== Extrait cité

En démontrant la possibilité et l'efficacité de l'action collective et en cristallisant un certain nombre de thèmes, le mouvement social de 95 a donc réouvert des perspectives de contestation. Le mouvement est également précurseur des mouvements altermondialistes dans le sens où il a suscité des interrogations sur « la nécessité d'autres choix de société, d'une nouvelle consistance de la politique, active, authentiquement participative, populaire, d'une autre conception de l'action individuelle dans les structures collectives. »5(*) Or, c'est précisément sur ces questions que les nouveaux mouvements contestataires affichent leur originalité et parviennent à attirer des militants.

====
== Données fournies

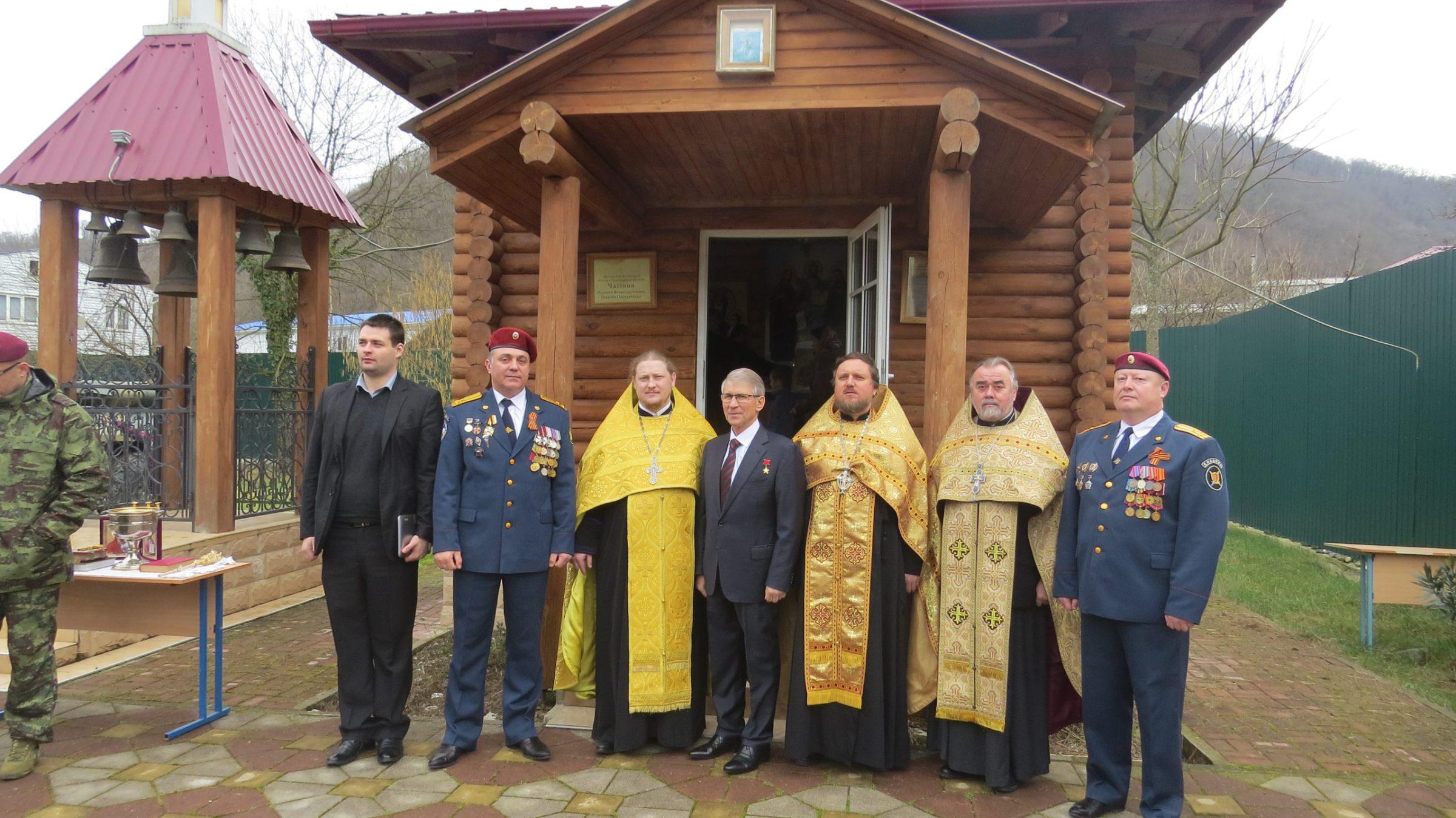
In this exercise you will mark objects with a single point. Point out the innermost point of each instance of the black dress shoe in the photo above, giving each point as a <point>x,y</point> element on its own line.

====

> Consigne
Poursuivez l'extrait sur le mouvement social de 95 après sa dernière phrase. Les lignes forment un matériau à part, sans rapport avec l'extrait.

> Corrigé
Ces nouveaux mouvements politiques affirment représenter un renouveau en termes d'action collective, de revendications politiques ou encore de participation militante. Qu'en est-il réellement ? En quoi ces mouvements politiques sont-ils novateurs ? Quelle est la nature de ces innovations ? Comment se traduisent-elles en termes d'organisation, de méthodes, d'objectifs ou d'action individuelle dans les structures collectives ? Qu'est-ce qui peut les expliquer ? Voilà quelques-unes des questions qui peuvent animer les chercheurs en sciences sociales.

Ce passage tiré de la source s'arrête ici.